# 280Z with RB26DETT engine...just have a few questions on this.



## AznAbyss952 (Nov 26, 2003)

These are future plans. I want to buy a 280ZX and put a RB26DETT motor in it. What will I need besides the obvious parts (engine, car). How much would I expect to put into this, and would it be worth it? thanx

AznAbyss952


----------



## rdgrcr085 (Dec 6, 2003)

You're looking at transmission, engine mounts, and if you want all wheel drive, a new drivetrain. I'm not positive, but in my area, i've heard you can get the work done for like 10 thousand or so.


----------



## ldsolja4 (Mar 1, 2003)

rdgrcr085 said:


> You're looking at transmission, engine mounts, and if you want all wheel drive, a new drivetrain. I'm not positive, but in my area, i've heard you can get the work done for like 10 thousand or so.




trans and trans mounts
custom motor mounts
ecu and harness
custom drive shaft
new speedo and tach
gauges
on the interior make a custom hole for the shifter

unless you have like rd said 10 grand or so i wouldnt attempt this project. plus at the end you have to go through and troubleshoot everything and check to make sure things are working right.


----------



## nissan_280zx (Dec 7, 2003)

I also have a 280zx (1981 2+2 man.). What i have discovered with my research into engine conversions is that if you opted for the RB25DET, the money you would save (cheaper engine + less complex intercooler plumbing) could be spent on performance mods to more than equal the RB26DETT or you could just poket the money.


----------



## GTES-t (Jan 2, 2004)

Doing the RB conversion is a very popular one in Japan for the 280Z. I've seen a few, all with the RB20 or 25 DET versions. I would also recommend avoiding the RB26DETT. Mainly because of the high engine maintenance cost (RB26 parts are expensive!) and the biggest reason is because fitting the AWD is simply not worth it! The modification to fit the AWD would be a nightmare. If you still decide you want the RB26, pull out the front tranfer gears and put on the RB25 oil pan, keep it RWD.

(Location identification items)
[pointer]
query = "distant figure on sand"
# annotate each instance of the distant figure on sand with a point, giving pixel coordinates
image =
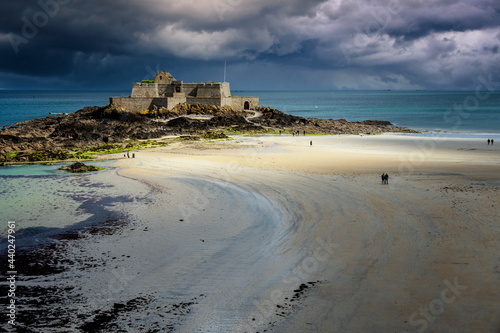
(385, 178)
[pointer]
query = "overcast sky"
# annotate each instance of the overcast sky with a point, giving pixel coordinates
(279, 45)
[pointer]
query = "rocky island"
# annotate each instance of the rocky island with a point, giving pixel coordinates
(96, 128)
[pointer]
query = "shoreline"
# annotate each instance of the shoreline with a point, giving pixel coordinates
(271, 233)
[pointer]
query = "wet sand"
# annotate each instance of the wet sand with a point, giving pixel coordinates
(272, 234)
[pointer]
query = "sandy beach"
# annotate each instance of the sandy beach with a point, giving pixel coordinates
(294, 234)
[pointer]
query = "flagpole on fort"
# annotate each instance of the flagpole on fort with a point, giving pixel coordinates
(224, 71)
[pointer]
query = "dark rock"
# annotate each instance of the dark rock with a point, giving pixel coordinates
(79, 167)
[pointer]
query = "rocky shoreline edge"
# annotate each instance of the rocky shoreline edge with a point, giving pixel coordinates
(108, 129)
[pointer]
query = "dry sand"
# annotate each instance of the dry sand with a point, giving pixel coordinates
(271, 234)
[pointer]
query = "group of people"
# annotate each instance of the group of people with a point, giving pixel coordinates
(385, 179)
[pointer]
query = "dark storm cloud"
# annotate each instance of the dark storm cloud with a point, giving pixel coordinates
(326, 44)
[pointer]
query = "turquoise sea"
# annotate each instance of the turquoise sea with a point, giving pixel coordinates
(436, 111)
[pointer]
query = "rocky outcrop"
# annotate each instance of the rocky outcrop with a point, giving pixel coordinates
(79, 167)
(52, 137)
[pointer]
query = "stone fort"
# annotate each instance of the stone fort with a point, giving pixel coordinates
(166, 92)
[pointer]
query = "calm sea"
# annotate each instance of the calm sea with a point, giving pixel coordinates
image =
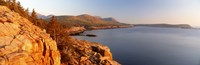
(150, 45)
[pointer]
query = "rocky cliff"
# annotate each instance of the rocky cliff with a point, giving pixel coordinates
(22, 43)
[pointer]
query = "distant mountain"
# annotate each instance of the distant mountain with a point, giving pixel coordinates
(110, 19)
(166, 25)
(87, 21)
(42, 16)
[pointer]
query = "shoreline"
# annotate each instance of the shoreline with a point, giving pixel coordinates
(78, 30)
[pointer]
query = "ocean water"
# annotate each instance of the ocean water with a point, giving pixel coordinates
(150, 45)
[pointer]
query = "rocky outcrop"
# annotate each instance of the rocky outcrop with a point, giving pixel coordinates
(22, 43)
(75, 30)
(76, 52)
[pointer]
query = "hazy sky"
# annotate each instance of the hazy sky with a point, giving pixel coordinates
(127, 11)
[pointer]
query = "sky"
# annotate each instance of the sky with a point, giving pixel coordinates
(126, 11)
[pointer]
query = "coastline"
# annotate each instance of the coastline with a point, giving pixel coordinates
(78, 30)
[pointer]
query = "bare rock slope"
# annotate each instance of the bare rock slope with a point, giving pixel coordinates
(22, 43)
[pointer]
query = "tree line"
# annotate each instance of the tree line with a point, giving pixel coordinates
(54, 28)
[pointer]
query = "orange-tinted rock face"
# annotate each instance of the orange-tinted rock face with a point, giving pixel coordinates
(22, 43)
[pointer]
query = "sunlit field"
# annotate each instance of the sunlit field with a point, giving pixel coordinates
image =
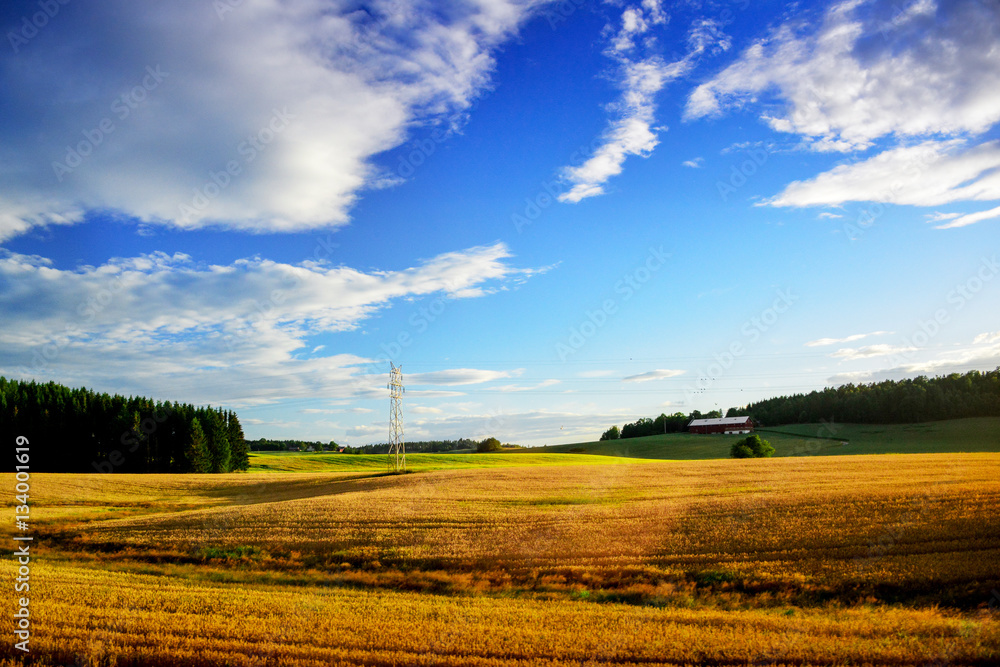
(975, 434)
(806, 561)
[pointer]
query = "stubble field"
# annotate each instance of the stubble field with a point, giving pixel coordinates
(887, 560)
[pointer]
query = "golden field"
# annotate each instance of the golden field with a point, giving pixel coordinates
(887, 560)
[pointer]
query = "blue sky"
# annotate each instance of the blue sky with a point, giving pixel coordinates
(554, 216)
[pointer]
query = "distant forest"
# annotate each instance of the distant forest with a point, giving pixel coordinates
(269, 445)
(418, 446)
(974, 394)
(79, 430)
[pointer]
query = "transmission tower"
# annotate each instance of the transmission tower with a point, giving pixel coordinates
(397, 450)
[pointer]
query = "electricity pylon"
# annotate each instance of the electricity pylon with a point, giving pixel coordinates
(397, 450)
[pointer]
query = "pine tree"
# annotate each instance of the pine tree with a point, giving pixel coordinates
(240, 459)
(218, 441)
(196, 452)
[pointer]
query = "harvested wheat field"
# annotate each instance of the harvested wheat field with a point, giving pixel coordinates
(882, 560)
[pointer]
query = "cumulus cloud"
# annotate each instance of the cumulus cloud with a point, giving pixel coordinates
(509, 388)
(458, 376)
(658, 374)
(971, 218)
(163, 325)
(819, 342)
(927, 174)
(865, 73)
(982, 355)
(266, 117)
(641, 77)
(920, 81)
(868, 351)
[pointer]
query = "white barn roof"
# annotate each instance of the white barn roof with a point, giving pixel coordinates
(719, 421)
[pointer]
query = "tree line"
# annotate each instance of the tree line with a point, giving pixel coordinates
(422, 446)
(954, 396)
(675, 423)
(973, 394)
(80, 430)
(269, 445)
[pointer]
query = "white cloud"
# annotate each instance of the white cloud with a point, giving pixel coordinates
(165, 326)
(928, 174)
(297, 97)
(595, 373)
(658, 374)
(932, 70)
(971, 218)
(868, 351)
(508, 388)
(983, 357)
(938, 217)
(873, 72)
(632, 132)
(847, 339)
(457, 376)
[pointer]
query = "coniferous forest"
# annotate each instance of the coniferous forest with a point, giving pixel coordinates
(921, 399)
(80, 430)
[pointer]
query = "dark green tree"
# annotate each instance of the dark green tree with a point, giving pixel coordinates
(751, 447)
(489, 445)
(196, 452)
(240, 451)
(217, 437)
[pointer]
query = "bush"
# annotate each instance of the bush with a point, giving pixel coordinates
(611, 434)
(489, 445)
(751, 447)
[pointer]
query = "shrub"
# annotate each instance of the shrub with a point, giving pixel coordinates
(751, 447)
(611, 434)
(489, 445)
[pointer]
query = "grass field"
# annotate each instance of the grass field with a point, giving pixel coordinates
(308, 462)
(881, 560)
(979, 434)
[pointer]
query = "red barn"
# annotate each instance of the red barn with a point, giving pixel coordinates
(721, 425)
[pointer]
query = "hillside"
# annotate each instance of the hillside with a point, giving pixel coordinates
(416, 462)
(976, 434)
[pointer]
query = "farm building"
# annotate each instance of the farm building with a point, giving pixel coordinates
(721, 425)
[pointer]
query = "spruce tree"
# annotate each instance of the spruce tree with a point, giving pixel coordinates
(196, 452)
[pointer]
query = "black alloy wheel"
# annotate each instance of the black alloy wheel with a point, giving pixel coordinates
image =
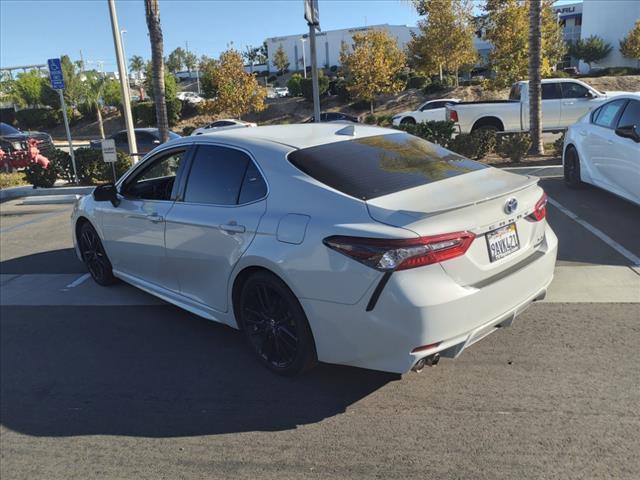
(275, 325)
(94, 256)
(572, 168)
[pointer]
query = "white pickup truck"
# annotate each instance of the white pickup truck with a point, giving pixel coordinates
(564, 101)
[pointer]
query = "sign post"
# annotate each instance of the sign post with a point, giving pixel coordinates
(57, 83)
(110, 155)
(312, 17)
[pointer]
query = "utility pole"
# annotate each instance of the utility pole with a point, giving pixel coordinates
(124, 82)
(304, 59)
(313, 20)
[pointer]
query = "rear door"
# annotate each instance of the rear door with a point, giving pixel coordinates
(134, 230)
(214, 221)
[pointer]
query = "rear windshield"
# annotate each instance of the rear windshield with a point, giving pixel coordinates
(371, 167)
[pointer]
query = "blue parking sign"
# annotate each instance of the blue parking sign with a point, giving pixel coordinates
(55, 74)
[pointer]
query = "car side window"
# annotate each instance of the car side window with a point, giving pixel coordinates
(216, 175)
(253, 186)
(551, 91)
(631, 116)
(608, 114)
(574, 90)
(155, 182)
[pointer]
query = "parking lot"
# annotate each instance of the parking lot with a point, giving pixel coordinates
(112, 383)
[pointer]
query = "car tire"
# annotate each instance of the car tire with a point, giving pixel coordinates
(275, 325)
(94, 256)
(572, 168)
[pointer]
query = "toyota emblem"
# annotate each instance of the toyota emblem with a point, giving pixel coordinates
(511, 205)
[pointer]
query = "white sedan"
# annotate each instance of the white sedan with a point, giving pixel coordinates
(352, 244)
(224, 124)
(603, 148)
(433, 110)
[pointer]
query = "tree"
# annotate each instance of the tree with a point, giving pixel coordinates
(236, 91)
(92, 95)
(591, 50)
(190, 60)
(508, 31)
(630, 45)
(136, 65)
(175, 61)
(446, 37)
(535, 83)
(373, 65)
(152, 13)
(280, 60)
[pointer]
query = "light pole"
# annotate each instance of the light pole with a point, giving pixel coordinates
(304, 61)
(124, 87)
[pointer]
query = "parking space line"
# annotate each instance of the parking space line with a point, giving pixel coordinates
(634, 259)
(79, 280)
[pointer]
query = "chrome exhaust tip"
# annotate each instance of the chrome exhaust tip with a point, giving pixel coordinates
(430, 361)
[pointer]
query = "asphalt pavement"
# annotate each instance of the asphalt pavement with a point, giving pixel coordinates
(113, 383)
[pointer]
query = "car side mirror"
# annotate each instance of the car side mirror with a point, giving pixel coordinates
(106, 193)
(628, 131)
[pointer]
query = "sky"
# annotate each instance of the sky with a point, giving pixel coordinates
(31, 31)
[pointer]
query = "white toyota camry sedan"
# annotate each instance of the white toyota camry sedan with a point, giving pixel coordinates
(603, 148)
(352, 244)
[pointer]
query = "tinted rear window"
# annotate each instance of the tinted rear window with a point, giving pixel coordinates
(371, 167)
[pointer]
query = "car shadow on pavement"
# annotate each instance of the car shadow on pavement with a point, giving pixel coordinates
(53, 261)
(153, 371)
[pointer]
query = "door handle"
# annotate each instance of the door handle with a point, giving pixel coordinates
(232, 227)
(155, 218)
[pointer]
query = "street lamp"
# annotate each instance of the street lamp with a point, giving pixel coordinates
(304, 62)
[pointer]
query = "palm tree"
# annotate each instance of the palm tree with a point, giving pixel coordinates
(152, 12)
(136, 65)
(92, 95)
(535, 83)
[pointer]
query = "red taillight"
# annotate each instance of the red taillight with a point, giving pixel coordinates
(540, 210)
(401, 254)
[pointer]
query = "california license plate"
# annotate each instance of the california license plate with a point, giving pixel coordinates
(502, 242)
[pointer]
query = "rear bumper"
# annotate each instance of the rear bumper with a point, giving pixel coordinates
(421, 307)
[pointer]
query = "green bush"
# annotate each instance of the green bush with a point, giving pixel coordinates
(61, 161)
(144, 113)
(37, 118)
(40, 177)
(295, 90)
(474, 145)
(188, 109)
(558, 145)
(418, 81)
(435, 132)
(438, 85)
(307, 87)
(93, 170)
(514, 146)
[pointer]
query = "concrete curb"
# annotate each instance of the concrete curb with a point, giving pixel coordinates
(28, 191)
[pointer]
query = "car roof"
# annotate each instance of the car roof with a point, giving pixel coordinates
(297, 136)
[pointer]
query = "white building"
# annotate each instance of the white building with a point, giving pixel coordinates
(328, 45)
(611, 20)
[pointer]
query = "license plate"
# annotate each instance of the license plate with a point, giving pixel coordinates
(502, 241)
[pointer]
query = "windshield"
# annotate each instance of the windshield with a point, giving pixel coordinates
(371, 167)
(6, 129)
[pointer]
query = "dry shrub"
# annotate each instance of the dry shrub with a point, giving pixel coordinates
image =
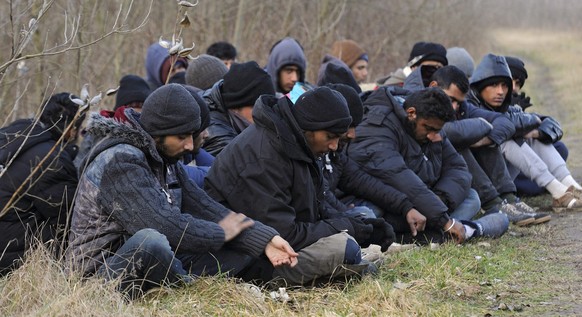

Things to do
1. Answer these questions using the RB26DETT swap thread:
(a) What amount did rdgrcr085 hear the work could be done for in their area?
(b) What model year is the 280zx owned by nissan_280zx?
(c) Which RB versions did GTES-t see in the conversions in Japan?
2. Extract every line of the records that contains the string "stubble". Case counts.

Responses
1.
(a) About 10 thousand.
(b) 1981.
(c) The RB20 or 25 DET versions.

2.
query = "stubble field"
# annotate each instance of the stubble field with a point, giving pixel coordinates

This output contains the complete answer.